*TEXT PASSAGE*.
# Popular hives? Dadant v. Langstroth?



## The Worker (Jul 20, 2005)

I would like to adopt a hive type that is popular with commercial beeks. However I am now confused about the relationship between "Dadant" hives (as sold by Dadant & Sons) and "Langstroth" hives (as seems to be used by many north american commercial beeks).

Can anyone explain the difference? I read somewhere that "Dadant" had a deeper brood but looking at Dadant web site the depth is 9 5/8" - isnt this the normal langstroth brood?

thanks,


----------



## Michael Bush (Aug 2, 2002)

>I would like to adopt a hive type that is popular with commercial beeks. However I am now confused about the relationship between "Dadant" hives (as sold by Dadant & Sons) and "Langstroth" hives (as seems to be used by many north american commercial beeks).

Dadant hives are no longer manufactured by any major supplier in the US. A Dadant hive is 11 5/8" deep and 19 7/8" square. A few beekeepers are loyal to this (as was Brother Adam in Buckfast Abbey). But obviously it is no longer popular by the fact that it is no longer manufactured.

Langstroth hives are 16 1/4" by 19 7/8" and of various depths. A Langstroth deep is 9 5/8" deep. A medium is 6 5/8" deep. A shallow is 5 3/4" deep.

>I read somewhere that "Dadant" had a deeper brood but looking at Dadant web site the depth is 9 5/8" - isnt this the normal langstroth brood?

The hives being sold currently by Dadant and Sons are Langstroth size hives. Not even Dadant sells Dadant hives anymore.

The "typical" U.S. beekeeper has a hive made up of Langstroth deeps for the brood and mediums for the honey but there are many variations on that. The number of boxes for the brood varies. The depth of the supers varies. In the Northern regions it's common to use two deeps for the brood chamber for winter. In the Southern regions it's common to use one deep. In between some use a deep and a shallow or a Deep and a medium.

*SUPPLIED ENTRIES*.

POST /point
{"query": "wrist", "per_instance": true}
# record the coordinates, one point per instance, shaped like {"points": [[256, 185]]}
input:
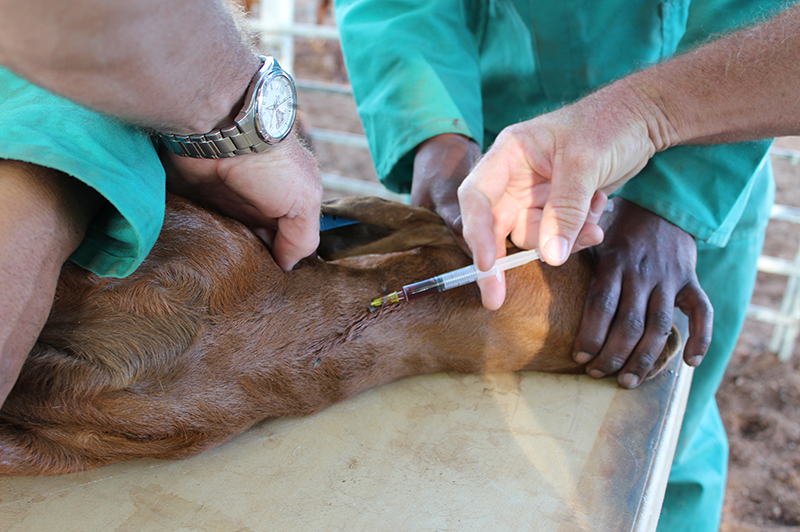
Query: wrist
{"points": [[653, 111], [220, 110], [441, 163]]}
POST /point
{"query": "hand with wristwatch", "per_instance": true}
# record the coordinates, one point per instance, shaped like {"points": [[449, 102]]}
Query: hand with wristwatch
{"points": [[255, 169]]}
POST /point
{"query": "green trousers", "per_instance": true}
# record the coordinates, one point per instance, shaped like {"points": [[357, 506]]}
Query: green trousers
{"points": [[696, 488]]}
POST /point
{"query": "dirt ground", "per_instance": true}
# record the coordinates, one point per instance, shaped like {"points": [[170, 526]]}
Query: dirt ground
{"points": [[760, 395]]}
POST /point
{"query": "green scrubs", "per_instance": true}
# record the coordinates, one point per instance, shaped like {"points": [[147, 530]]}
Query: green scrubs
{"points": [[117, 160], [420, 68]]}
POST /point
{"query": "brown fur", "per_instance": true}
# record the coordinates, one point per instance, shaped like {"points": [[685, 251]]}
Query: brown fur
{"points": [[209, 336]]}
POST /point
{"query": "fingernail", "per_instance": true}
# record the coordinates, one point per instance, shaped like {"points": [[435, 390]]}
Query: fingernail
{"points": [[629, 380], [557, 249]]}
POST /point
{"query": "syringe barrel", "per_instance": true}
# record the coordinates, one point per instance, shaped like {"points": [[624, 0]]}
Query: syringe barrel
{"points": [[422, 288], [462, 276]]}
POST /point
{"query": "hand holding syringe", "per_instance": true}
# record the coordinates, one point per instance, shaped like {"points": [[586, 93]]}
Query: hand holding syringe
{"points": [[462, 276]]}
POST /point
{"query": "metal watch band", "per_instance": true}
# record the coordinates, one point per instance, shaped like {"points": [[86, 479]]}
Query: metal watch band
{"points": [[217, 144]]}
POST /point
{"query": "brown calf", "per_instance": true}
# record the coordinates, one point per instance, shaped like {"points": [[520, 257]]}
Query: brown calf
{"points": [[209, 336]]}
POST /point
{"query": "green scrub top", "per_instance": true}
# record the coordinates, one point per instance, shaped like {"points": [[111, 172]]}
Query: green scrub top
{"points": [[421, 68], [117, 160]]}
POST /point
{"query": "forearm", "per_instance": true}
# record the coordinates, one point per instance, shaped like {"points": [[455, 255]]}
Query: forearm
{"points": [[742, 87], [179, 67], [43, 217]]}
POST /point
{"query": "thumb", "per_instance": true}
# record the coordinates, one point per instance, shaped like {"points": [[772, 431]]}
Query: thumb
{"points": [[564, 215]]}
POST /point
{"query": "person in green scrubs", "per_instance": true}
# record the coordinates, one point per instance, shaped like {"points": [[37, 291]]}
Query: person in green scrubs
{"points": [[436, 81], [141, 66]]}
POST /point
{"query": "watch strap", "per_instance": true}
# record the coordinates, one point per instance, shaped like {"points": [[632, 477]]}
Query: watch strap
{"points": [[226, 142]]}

*JOB*. Repeat the beehive thread starting with "Can anyone explain" and going on through "(Aug 2, 2002)", replacing "difference" with "distinction".

*SOLUTION BELOW*.
Can anyone explain the distinction? I read somewhere that "Dadant" had a deeper brood but looking at Dadant web site the depth is 9 5/8" - isnt this the normal langstroth brood?

thanks,


----------



## Michael Bush (Aug 2, 2002)